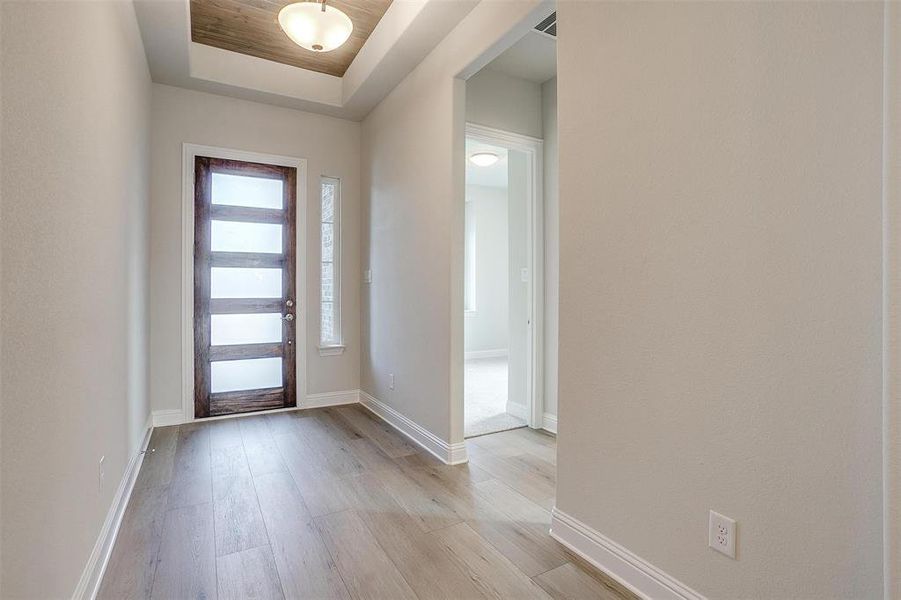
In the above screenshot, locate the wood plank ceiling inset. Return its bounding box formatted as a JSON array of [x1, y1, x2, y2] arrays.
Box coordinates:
[[191, 0, 391, 77]]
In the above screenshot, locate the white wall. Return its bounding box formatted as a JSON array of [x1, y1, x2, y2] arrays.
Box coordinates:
[[0, 1, 150, 598], [466, 69, 542, 138], [464, 185, 509, 352], [557, 2, 883, 598], [150, 84, 361, 410], [541, 77, 560, 417], [506, 150, 531, 419], [361, 0, 540, 443]]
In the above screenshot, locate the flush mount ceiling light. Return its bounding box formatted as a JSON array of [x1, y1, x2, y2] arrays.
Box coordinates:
[[469, 152, 498, 167], [278, 0, 354, 52]]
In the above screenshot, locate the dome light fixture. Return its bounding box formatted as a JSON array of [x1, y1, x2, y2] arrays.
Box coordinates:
[[469, 152, 498, 167], [278, 0, 354, 52]]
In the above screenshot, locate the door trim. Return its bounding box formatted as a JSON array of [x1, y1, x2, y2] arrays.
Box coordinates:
[[460, 123, 544, 432], [181, 143, 308, 423]]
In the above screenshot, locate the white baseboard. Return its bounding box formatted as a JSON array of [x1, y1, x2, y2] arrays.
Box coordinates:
[[297, 390, 360, 408], [72, 418, 153, 600], [153, 390, 360, 427], [463, 348, 507, 360], [360, 391, 468, 465], [506, 402, 529, 421], [541, 413, 557, 434], [551, 507, 706, 600], [153, 408, 185, 427]]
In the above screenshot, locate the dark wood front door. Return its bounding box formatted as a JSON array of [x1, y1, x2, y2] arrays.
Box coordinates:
[[194, 156, 297, 418]]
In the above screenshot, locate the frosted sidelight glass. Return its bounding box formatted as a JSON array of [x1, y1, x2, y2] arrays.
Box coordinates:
[[210, 173, 283, 208], [210, 267, 282, 298], [210, 221, 282, 254], [210, 358, 282, 394], [210, 313, 282, 346]]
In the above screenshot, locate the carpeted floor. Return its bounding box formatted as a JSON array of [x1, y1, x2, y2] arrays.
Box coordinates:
[[463, 358, 526, 437]]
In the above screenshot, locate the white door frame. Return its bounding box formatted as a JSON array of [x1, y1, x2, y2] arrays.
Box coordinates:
[[460, 123, 544, 429], [181, 143, 307, 423]]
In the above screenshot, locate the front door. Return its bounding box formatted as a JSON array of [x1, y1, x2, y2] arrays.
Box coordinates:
[[194, 156, 297, 418]]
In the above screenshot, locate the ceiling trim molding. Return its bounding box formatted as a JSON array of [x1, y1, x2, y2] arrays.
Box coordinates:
[[133, 0, 478, 121]]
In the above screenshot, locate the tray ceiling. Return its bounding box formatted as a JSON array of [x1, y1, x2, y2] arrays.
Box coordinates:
[[191, 0, 391, 77]]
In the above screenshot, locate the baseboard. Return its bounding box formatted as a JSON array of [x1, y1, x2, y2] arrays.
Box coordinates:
[[153, 408, 185, 427], [153, 390, 360, 427], [551, 507, 706, 600], [506, 402, 529, 421], [541, 413, 557, 434], [360, 391, 468, 465], [297, 390, 360, 408], [463, 348, 507, 360], [72, 416, 153, 600]]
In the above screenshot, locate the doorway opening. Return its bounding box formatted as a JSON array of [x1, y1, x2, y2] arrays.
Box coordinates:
[[456, 13, 558, 438], [463, 124, 542, 437]]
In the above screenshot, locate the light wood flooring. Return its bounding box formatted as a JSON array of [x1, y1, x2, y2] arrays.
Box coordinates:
[[99, 406, 633, 600]]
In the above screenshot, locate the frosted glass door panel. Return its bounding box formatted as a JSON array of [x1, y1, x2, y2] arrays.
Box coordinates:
[[210, 267, 282, 298], [210, 313, 282, 346], [210, 221, 282, 254], [210, 358, 282, 394], [211, 173, 283, 208]]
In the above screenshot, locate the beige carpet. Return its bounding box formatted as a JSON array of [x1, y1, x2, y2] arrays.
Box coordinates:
[[463, 358, 526, 437]]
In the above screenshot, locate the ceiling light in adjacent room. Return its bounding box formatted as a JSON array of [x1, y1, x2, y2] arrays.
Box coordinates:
[[278, 1, 354, 52], [469, 152, 498, 167]]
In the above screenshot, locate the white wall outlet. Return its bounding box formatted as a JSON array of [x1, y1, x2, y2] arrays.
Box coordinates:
[[707, 511, 737, 558]]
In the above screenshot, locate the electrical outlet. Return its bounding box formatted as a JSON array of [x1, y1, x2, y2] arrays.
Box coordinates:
[[707, 511, 737, 558]]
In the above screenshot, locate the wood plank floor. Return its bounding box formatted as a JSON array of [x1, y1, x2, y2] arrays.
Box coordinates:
[[99, 406, 634, 600]]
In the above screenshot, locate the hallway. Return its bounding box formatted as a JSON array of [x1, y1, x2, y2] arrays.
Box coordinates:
[[99, 406, 630, 600]]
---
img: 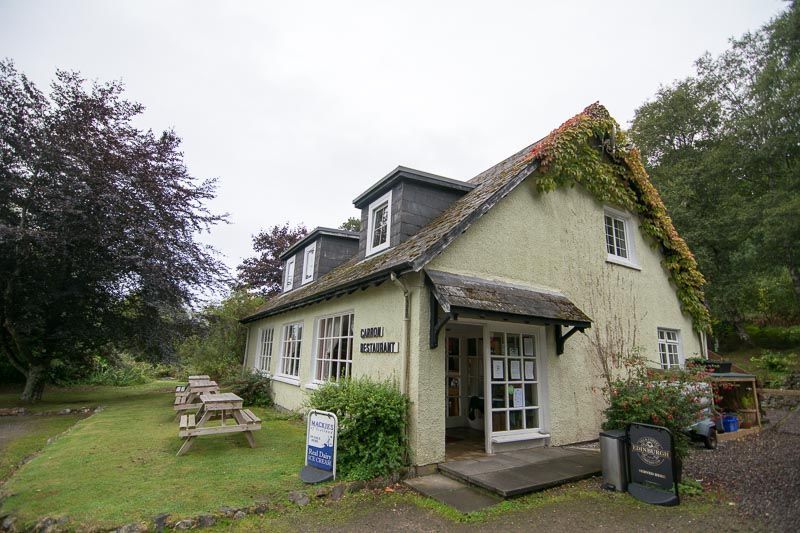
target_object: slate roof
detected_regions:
[241,104,596,323]
[425,269,591,327]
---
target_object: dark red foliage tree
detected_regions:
[0,61,230,401]
[236,222,308,298]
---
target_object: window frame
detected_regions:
[656,328,685,370]
[253,326,275,376]
[311,309,355,388]
[300,242,317,285]
[276,320,305,385]
[366,190,392,255]
[603,206,641,270]
[283,256,296,292]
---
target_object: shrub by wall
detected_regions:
[603,371,711,459]
[307,378,408,479]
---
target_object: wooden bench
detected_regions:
[178,393,261,455]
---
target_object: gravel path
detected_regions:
[684,410,800,531]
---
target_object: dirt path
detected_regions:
[0,416,36,453]
[684,410,800,531]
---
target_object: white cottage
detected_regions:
[238,104,705,465]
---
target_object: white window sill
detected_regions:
[272,376,300,387]
[492,429,550,444]
[606,254,642,271]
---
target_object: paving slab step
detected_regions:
[439,448,601,498]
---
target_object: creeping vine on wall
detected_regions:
[526,103,711,332]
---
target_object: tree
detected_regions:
[236,222,308,298]
[339,217,361,233]
[0,61,224,401]
[177,291,264,381]
[631,1,800,330]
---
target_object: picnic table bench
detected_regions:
[175,374,211,394]
[172,379,219,414]
[178,392,261,456]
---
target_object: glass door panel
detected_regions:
[489,332,540,433]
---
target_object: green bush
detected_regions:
[603,371,711,459]
[307,378,408,479]
[750,350,797,388]
[233,372,272,407]
[745,325,800,350]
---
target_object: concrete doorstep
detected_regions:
[404,474,503,513]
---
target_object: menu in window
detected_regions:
[525,361,536,380]
[492,359,505,379]
[522,337,533,357]
[514,387,525,407]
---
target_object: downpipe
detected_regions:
[389,272,413,464]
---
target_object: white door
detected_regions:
[484,325,546,451]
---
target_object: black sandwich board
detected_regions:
[300,409,339,483]
[626,424,680,505]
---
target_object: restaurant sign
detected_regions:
[627,424,680,505]
[300,409,339,483]
[359,326,400,353]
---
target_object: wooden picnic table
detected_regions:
[178,392,261,455]
[172,379,219,414]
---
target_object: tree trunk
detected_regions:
[789,265,800,302]
[733,318,753,346]
[20,365,47,403]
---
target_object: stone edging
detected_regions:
[0,406,103,416]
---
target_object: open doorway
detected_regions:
[444,323,485,461]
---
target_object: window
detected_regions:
[658,328,682,368]
[280,322,303,377]
[283,257,294,291]
[315,313,353,381]
[256,328,273,373]
[302,243,317,285]
[367,191,392,255]
[605,208,636,267]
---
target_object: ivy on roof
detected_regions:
[525,103,711,332]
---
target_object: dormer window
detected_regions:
[283,257,294,292]
[604,207,639,269]
[302,243,317,285]
[367,191,392,255]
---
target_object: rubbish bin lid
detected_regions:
[600,429,625,440]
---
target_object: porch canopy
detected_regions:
[425,269,592,354]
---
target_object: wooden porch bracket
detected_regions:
[429,291,458,349]
[556,324,586,355]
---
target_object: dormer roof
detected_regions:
[278,227,359,260]
[353,166,475,209]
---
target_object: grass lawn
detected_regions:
[0,415,85,481]
[0,382,305,527]
[208,478,759,532]
[720,347,800,383]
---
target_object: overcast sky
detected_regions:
[0,0,784,274]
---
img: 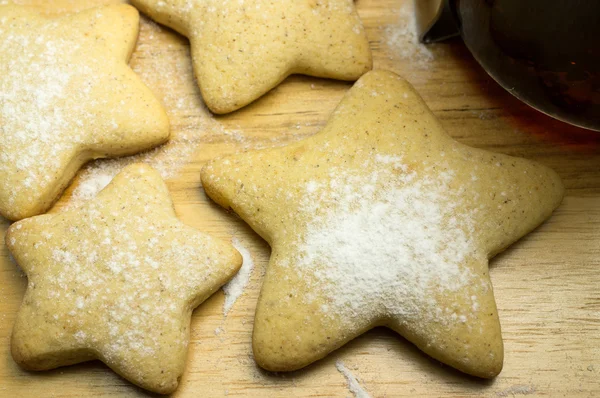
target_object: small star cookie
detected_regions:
[0,5,169,220]
[6,164,242,394]
[202,71,563,377]
[132,0,371,113]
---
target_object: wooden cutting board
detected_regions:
[0,0,600,397]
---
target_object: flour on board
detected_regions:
[383,0,434,69]
[223,237,254,315]
[335,360,371,398]
[71,19,237,204]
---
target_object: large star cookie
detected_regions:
[0,5,169,220]
[132,0,371,113]
[202,71,563,377]
[6,164,242,393]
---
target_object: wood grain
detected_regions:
[0,0,600,397]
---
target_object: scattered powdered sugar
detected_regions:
[67,18,239,203]
[335,360,371,398]
[383,0,434,69]
[73,171,113,200]
[496,385,536,397]
[223,237,254,315]
[290,156,478,323]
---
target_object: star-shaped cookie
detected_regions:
[6,164,242,394]
[132,0,371,113]
[0,5,169,220]
[202,71,563,377]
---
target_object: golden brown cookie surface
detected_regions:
[132,0,371,113]
[202,71,563,377]
[6,164,241,393]
[0,5,169,220]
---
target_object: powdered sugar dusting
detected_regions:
[0,13,96,206]
[223,237,254,315]
[11,166,233,383]
[383,0,434,69]
[290,155,478,323]
[335,360,371,398]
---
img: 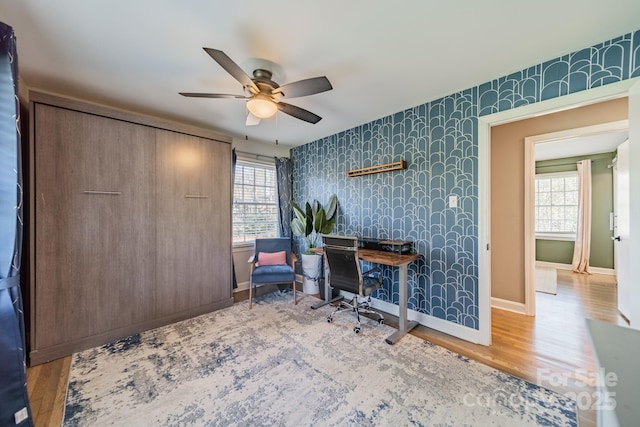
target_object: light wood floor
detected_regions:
[27,271,626,427]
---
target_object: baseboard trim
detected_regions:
[536,261,616,276]
[364,298,481,344]
[491,297,527,315]
[233,281,249,293]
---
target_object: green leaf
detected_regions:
[313,209,327,233]
[320,218,336,234]
[291,200,307,222]
[311,200,322,218]
[305,202,313,236]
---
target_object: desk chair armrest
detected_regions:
[362,267,382,276]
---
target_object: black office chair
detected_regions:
[322,235,384,333]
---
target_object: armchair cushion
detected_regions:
[258,251,287,266]
[252,263,296,283]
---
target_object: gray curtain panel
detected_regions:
[0,22,33,426]
[275,157,293,237]
[231,148,238,289]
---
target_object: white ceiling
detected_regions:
[0,0,640,149]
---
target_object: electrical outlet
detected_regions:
[13,407,29,425]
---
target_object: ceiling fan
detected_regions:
[180,47,333,126]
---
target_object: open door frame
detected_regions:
[524,120,629,316]
[478,77,640,345]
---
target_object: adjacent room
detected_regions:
[0,0,640,427]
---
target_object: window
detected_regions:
[233,159,278,245]
[536,171,578,239]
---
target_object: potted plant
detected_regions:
[291,194,338,294]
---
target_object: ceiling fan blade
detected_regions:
[276,102,322,124]
[273,76,333,98]
[203,47,260,93]
[245,112,260,126]
[179,92,248,99]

▶ **AIM**: Copy everything from the line containing "In the above screenshot, locate the front" down to the line containing "416, 153, 600]]", with "bounding box" renamed to "enclosing rectangle" and all else left unchanged.

▶ **SOLUTION TO THIS TASK**:
In the above screenshot, locate the front door. Return its enclosing rectangle formatted as a JSON array of [x1, y1, x2, y2] arrays.
Box coordinates:
[[194, 156, 297, 418]]
In the above screenshot, locate the ceiling trim molding. Return its enclosing rectangle formatted as a JSON array of [x1, y1, x2, y2] arrays.
Box coordinates:
[[133, 0, 478, 121]]
In the above screenshot, locate the tray ceiling. Return its enclosing rectangle formatted as a JSON array of [x1, y1, x2, y2] arrays.
Box coordinates:
[[191, 0, 391, 77]]
In the above screenshot, locate the baseboard. Return its enclosing rectangle formatted as a JSON array of [x1, y1, x2, y2] arrays.
Box coordinates:
[[153, 408, 185, 427], [153, 390, 360, 427], [551, 507, 706, 600], [506, 402, 529, 421], [541, 413, 557, 434], [360, 391, 468, 465], [297, 390, 360, 408], [463, 348, 507, 360], [72, 416, 153, 600]]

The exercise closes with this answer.